The exercise — Rewrite everything in the material below from the line containing "Please segment every instance of the eyeglasses" through the end, replacing "evenodd" with "nonzero" and leaving the rest unchanged.

Supplied material —
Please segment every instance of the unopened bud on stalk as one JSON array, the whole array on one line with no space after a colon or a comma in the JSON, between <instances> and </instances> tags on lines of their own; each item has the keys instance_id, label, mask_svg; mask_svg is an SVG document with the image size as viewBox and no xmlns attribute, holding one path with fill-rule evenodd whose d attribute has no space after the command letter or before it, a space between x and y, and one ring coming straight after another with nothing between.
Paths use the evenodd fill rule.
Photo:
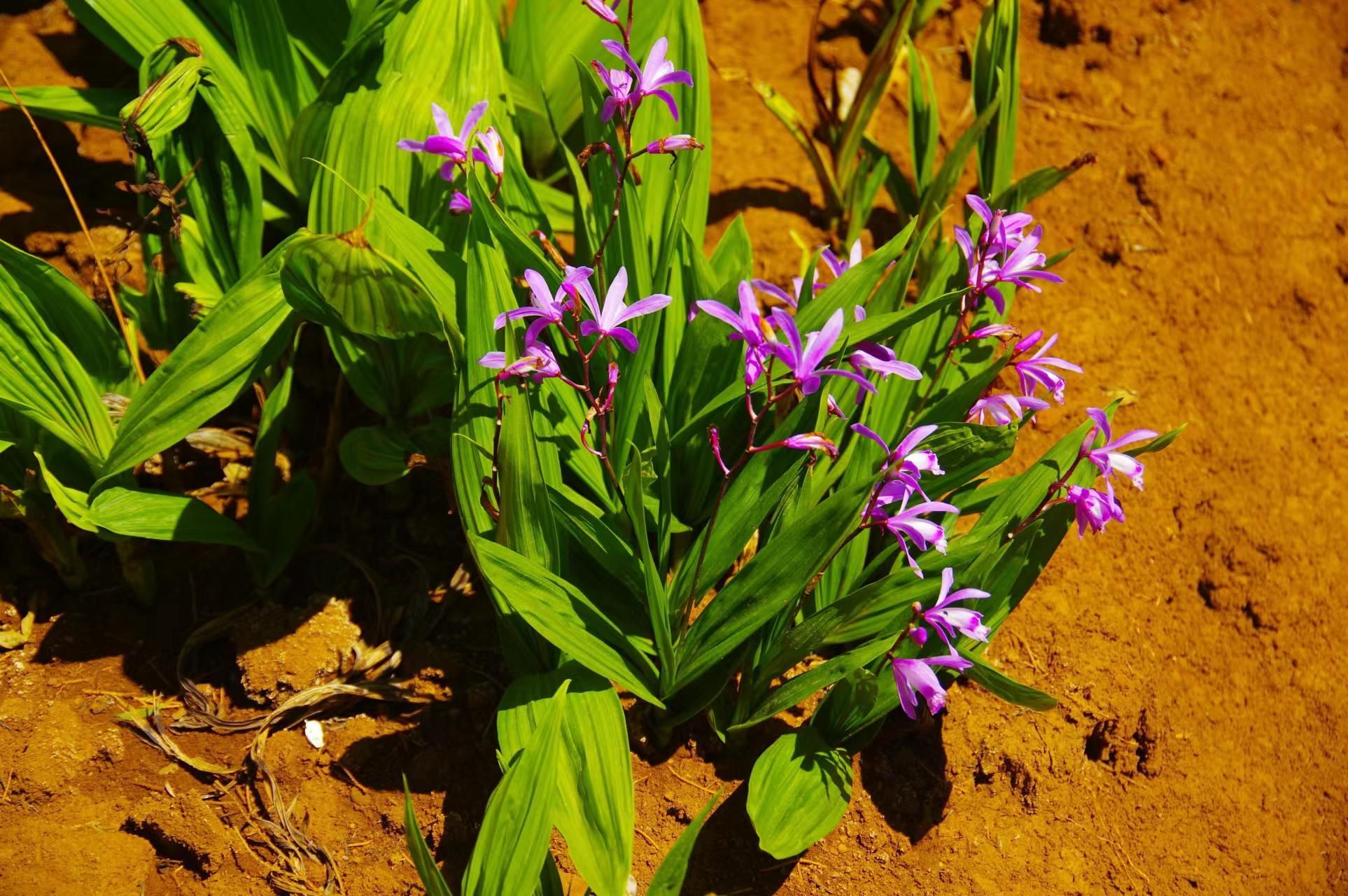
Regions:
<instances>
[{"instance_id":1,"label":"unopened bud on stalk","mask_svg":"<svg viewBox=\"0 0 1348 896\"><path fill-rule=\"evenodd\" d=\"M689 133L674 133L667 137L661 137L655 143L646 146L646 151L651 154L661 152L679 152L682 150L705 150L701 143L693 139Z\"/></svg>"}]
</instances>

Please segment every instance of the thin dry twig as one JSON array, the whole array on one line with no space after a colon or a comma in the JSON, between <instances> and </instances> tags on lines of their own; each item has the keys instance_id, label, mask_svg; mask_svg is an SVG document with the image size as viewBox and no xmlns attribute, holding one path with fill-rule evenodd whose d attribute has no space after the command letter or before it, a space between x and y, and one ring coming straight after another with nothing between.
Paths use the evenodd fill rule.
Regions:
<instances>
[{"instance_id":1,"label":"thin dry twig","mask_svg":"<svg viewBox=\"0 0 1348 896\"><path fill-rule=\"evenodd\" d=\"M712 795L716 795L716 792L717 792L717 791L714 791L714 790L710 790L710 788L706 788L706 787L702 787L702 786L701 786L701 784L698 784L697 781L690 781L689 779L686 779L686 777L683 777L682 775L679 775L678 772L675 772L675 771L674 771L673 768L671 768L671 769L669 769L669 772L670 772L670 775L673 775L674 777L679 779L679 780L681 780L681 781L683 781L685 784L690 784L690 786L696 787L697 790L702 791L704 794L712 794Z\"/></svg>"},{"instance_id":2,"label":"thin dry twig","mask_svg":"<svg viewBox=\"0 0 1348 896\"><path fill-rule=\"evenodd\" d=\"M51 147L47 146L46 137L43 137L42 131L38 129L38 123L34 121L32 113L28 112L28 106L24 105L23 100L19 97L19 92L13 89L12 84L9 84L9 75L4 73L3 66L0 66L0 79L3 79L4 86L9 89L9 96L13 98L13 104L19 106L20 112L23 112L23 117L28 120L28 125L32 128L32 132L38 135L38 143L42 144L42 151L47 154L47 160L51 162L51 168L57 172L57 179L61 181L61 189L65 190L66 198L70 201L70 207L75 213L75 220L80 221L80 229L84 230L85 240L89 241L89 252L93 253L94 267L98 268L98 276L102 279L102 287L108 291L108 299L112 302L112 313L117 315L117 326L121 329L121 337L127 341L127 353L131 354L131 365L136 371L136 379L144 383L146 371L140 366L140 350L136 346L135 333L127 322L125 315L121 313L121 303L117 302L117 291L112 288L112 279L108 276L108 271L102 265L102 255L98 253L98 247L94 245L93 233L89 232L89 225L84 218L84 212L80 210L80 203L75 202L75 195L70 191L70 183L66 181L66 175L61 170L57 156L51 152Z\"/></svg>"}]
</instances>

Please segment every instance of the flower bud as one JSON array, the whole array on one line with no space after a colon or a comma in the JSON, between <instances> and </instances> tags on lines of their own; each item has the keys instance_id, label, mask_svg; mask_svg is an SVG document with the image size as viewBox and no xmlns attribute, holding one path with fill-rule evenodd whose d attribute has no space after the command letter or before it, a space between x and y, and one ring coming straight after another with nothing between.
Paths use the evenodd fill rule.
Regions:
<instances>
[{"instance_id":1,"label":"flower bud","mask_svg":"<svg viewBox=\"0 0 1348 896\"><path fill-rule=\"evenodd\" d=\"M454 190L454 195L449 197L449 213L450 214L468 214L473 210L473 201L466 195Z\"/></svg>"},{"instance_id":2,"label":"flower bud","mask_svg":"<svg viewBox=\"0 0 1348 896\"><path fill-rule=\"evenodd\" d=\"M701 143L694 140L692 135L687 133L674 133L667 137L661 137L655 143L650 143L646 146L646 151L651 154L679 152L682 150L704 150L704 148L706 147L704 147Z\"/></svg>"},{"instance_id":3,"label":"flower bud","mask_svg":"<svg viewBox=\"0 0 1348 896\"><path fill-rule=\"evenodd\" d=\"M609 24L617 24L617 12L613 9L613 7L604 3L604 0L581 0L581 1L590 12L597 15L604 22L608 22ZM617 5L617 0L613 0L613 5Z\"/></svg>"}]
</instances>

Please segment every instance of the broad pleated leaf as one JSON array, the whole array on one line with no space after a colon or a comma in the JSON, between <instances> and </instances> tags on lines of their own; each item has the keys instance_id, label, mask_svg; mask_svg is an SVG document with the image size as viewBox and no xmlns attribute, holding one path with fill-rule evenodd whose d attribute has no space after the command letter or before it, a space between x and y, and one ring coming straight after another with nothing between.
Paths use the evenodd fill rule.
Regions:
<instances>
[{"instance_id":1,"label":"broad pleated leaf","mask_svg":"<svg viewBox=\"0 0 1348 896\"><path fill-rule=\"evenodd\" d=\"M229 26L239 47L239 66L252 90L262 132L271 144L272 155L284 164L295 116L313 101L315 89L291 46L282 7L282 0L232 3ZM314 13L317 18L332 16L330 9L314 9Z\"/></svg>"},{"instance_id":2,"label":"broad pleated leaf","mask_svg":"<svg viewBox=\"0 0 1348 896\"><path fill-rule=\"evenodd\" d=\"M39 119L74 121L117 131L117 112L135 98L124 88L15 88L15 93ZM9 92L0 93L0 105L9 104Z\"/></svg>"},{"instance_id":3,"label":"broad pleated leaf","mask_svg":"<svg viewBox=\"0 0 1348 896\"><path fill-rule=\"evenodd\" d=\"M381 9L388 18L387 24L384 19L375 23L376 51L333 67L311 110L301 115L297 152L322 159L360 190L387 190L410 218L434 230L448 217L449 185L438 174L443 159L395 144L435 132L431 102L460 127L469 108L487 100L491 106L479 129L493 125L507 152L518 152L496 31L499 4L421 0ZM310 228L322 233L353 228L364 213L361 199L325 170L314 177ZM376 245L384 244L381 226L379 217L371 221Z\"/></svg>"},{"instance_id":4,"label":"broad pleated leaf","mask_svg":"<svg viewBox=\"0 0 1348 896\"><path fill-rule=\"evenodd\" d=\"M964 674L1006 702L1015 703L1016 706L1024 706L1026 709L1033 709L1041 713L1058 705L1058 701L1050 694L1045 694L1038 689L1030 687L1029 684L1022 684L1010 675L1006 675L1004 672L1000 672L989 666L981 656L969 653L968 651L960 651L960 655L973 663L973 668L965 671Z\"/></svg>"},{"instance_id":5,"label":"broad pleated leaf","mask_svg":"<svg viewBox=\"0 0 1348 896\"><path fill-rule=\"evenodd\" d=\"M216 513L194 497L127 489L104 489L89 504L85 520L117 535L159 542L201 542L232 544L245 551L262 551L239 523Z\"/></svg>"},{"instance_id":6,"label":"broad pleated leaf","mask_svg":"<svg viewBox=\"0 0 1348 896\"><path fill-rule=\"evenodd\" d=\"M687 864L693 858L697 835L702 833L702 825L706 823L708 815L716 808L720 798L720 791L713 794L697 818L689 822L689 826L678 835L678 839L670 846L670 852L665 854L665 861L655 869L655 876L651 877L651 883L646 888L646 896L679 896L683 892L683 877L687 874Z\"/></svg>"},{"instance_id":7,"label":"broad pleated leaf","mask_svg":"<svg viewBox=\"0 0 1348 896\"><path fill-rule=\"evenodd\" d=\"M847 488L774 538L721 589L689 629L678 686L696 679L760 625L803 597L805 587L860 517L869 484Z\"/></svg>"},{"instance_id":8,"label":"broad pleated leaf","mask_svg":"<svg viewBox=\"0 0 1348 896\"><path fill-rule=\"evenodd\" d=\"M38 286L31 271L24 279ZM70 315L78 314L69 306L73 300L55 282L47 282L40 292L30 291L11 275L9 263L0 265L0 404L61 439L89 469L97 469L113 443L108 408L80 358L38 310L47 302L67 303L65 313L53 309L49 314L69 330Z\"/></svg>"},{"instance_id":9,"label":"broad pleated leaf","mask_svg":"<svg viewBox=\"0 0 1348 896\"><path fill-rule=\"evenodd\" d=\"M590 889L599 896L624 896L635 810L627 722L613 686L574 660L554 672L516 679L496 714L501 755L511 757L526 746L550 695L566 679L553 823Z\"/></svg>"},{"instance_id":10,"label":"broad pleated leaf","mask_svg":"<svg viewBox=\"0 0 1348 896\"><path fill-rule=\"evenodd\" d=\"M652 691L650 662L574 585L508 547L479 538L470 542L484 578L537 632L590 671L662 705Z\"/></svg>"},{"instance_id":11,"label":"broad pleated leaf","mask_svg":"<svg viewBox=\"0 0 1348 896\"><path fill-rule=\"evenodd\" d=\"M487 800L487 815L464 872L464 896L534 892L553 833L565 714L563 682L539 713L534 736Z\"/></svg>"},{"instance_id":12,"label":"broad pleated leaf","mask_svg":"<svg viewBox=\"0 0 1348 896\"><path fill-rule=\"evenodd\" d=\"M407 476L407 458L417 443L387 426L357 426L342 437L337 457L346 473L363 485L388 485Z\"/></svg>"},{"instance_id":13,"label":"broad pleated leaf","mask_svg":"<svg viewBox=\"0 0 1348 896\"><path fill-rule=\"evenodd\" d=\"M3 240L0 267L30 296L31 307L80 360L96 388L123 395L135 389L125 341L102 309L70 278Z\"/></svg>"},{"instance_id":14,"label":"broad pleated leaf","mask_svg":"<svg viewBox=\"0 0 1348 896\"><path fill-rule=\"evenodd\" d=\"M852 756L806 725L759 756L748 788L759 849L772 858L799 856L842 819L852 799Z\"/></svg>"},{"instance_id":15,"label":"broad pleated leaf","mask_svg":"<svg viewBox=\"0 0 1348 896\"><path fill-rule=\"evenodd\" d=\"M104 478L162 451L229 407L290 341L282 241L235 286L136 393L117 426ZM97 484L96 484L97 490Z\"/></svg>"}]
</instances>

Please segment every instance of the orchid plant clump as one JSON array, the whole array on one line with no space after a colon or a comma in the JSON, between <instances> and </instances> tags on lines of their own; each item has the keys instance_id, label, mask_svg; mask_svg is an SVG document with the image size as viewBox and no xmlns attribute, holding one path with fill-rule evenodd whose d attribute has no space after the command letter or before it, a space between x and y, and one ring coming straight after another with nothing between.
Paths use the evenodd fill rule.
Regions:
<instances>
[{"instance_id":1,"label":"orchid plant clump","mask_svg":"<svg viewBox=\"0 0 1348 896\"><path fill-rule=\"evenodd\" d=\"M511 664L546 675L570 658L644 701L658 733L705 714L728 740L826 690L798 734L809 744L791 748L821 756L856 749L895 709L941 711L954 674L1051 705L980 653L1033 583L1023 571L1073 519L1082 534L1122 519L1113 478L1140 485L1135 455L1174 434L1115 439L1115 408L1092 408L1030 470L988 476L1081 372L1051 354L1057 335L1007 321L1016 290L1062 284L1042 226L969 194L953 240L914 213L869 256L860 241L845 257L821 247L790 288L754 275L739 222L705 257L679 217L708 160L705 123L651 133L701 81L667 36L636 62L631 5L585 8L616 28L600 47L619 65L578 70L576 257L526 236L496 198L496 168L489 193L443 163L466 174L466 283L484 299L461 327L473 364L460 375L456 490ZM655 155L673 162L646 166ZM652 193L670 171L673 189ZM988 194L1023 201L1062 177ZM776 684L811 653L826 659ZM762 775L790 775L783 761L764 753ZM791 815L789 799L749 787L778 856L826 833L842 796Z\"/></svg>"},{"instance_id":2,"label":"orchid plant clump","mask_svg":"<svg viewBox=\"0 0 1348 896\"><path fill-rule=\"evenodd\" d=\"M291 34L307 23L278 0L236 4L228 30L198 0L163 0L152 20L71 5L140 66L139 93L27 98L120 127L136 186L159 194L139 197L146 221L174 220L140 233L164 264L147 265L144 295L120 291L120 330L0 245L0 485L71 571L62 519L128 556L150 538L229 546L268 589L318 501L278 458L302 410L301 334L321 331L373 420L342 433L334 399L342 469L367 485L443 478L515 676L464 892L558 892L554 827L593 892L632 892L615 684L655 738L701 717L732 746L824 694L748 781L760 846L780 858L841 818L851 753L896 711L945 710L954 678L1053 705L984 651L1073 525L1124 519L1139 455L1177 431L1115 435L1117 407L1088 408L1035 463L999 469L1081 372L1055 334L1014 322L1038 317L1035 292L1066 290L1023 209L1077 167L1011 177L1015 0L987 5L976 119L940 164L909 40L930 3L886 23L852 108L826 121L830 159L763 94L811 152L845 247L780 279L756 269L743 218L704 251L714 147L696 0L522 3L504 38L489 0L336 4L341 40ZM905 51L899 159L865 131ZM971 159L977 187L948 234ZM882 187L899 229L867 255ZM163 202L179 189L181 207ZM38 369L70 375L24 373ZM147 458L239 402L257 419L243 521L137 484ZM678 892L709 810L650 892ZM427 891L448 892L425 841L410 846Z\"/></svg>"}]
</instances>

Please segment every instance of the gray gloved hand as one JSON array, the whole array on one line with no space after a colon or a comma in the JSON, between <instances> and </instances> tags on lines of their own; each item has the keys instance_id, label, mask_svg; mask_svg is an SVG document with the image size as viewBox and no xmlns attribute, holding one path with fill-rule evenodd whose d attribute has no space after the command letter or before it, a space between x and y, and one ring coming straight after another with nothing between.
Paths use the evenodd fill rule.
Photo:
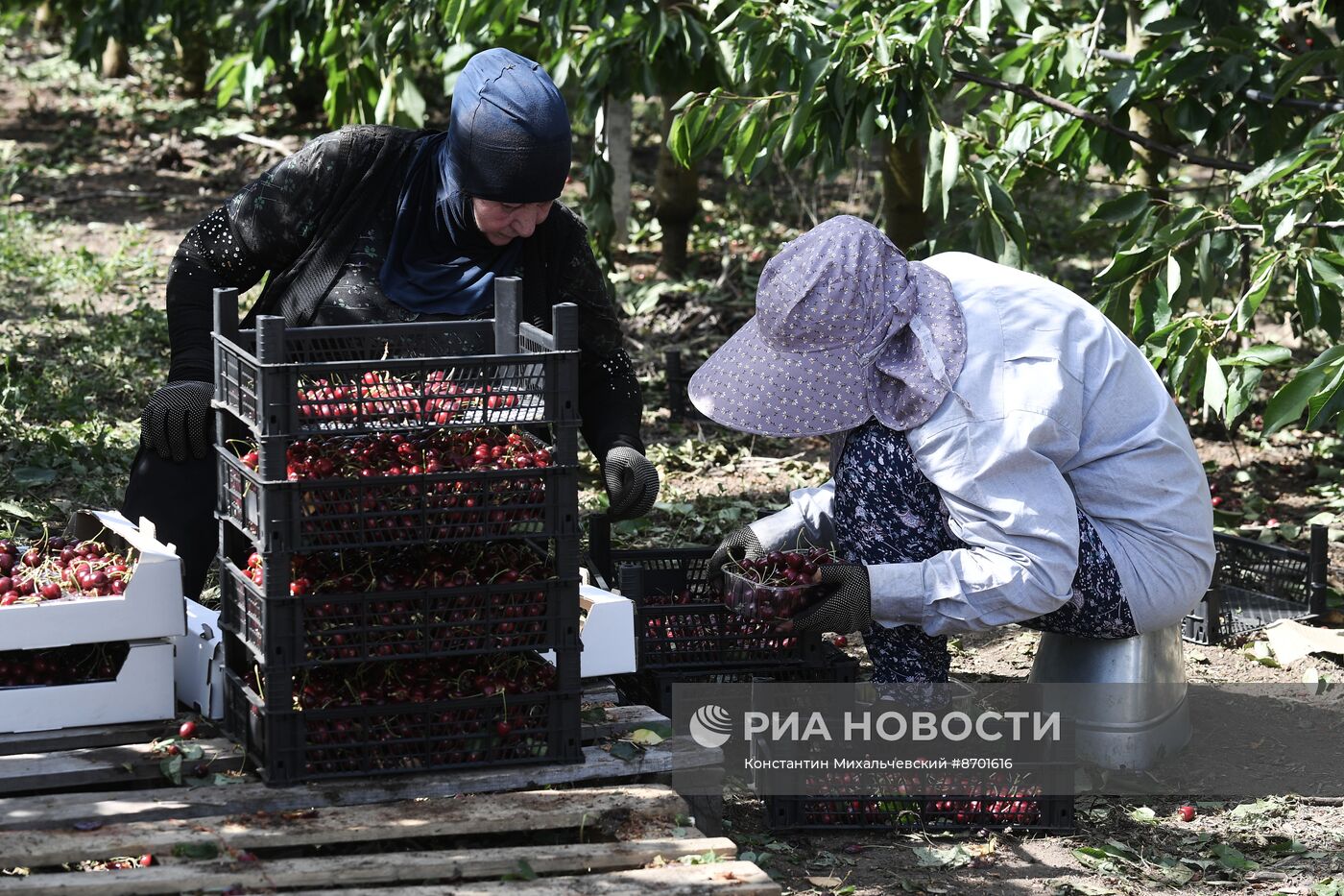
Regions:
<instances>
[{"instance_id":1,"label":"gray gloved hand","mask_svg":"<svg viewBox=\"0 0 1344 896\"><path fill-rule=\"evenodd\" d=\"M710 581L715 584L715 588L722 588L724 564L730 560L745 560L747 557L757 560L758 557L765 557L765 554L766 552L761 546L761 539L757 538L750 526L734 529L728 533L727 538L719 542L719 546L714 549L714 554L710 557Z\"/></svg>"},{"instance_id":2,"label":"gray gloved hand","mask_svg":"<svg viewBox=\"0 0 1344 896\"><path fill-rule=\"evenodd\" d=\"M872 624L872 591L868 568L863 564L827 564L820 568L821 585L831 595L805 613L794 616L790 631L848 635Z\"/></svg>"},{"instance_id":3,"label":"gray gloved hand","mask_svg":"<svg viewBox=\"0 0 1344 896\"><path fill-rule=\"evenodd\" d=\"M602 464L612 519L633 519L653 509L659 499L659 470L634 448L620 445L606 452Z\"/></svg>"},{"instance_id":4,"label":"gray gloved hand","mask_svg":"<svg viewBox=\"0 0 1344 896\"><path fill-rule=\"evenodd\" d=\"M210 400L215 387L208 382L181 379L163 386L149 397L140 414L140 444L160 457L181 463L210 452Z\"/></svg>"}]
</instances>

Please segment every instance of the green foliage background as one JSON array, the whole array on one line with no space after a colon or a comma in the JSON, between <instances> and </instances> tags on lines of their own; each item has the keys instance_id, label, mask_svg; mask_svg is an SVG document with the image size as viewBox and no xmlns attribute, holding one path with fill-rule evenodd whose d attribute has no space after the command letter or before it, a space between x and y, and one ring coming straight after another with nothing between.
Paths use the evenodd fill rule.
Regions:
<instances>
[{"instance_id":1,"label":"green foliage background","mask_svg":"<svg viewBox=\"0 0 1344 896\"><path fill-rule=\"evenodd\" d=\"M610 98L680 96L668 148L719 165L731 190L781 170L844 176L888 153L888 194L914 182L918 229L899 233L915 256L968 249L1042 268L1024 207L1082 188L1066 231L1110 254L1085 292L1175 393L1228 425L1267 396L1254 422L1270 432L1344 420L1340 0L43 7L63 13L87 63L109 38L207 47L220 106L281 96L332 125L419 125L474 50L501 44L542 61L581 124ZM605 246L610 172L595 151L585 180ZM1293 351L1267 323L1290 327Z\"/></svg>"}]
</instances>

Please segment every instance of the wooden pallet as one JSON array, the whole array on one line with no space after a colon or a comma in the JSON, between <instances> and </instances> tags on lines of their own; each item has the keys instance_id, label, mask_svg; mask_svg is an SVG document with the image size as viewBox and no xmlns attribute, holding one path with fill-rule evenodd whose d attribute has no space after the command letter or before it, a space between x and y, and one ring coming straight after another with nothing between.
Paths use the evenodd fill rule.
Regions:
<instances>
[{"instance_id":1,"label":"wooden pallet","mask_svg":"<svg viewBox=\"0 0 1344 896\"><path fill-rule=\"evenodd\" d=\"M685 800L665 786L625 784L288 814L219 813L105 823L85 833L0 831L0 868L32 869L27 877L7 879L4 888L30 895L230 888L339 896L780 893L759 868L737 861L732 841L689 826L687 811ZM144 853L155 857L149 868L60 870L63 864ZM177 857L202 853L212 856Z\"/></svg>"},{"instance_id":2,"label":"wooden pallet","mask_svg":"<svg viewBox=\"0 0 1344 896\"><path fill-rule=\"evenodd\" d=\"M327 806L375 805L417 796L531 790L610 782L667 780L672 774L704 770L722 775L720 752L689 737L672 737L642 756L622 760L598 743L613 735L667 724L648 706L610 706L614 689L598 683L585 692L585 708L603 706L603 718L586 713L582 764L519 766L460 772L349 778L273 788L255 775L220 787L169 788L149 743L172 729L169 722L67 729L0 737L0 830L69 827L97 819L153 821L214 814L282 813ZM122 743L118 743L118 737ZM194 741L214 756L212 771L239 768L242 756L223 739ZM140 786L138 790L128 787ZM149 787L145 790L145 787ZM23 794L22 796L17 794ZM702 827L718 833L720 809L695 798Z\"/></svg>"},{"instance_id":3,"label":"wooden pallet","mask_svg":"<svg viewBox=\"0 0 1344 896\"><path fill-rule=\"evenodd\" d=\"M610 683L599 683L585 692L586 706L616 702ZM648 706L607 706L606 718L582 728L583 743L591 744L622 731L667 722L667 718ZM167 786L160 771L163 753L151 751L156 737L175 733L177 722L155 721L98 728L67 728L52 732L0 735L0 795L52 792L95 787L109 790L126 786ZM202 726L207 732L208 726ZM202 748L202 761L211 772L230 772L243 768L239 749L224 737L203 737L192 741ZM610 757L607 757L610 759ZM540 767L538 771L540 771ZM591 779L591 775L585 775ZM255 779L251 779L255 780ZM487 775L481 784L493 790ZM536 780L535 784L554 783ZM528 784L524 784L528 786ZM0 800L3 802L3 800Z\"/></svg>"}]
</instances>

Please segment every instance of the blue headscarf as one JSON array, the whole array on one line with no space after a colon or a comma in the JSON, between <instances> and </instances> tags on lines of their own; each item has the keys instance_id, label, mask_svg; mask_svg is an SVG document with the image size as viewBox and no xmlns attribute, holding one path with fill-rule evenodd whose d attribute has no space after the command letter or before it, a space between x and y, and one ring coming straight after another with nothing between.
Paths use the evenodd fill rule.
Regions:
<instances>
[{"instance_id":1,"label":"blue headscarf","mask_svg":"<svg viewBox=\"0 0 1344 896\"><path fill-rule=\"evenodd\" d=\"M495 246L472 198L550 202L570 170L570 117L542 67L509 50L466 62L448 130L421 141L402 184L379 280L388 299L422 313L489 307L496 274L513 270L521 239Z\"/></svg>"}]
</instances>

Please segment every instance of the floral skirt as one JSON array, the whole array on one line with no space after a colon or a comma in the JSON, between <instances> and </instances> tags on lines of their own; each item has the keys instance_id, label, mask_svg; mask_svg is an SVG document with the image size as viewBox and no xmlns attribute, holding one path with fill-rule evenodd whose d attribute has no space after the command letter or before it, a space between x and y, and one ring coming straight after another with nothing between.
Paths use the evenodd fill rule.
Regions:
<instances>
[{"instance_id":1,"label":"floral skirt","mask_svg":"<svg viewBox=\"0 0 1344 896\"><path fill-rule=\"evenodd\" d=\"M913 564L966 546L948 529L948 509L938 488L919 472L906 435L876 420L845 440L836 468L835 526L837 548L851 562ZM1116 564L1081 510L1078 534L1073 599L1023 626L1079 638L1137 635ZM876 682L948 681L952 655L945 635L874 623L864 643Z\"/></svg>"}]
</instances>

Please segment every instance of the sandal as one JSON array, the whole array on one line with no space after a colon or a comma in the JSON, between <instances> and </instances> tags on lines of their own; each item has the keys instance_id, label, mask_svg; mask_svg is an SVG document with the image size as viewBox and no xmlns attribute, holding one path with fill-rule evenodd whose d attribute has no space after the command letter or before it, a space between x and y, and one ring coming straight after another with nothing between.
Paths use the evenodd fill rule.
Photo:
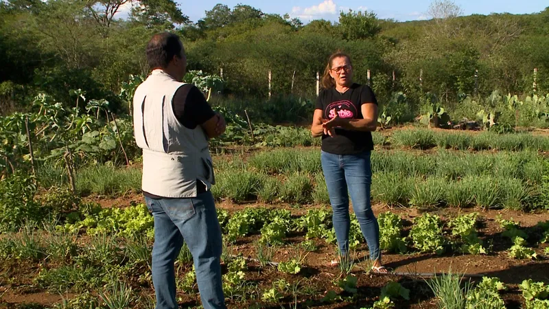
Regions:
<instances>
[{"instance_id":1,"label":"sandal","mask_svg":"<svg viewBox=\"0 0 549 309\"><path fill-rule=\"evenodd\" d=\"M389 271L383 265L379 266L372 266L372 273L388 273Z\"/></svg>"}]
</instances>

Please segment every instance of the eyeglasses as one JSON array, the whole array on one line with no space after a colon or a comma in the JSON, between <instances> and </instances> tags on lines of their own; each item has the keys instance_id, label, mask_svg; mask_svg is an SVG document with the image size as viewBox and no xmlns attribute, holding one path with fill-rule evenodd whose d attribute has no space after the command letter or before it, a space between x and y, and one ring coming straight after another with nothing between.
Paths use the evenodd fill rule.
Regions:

Finished exercise —
Please segment every instance of the eyeglasses as one JSON array, the whole array on one line with no space after a colon or a comma in the JSON, between <instances> and </instances> tags on lines of their own; each item has the keys instance_id, label, mask_svg; mask_svg is an SVG document with the image size as viewBox and no xmlns attribute, holding one path with fill-rule nonzero whose d attribute has no space after the command letter or before it, a space between x and y, and one ring coming straight after another with nothing between.
Paths use the nonzero fill rule.
Regions:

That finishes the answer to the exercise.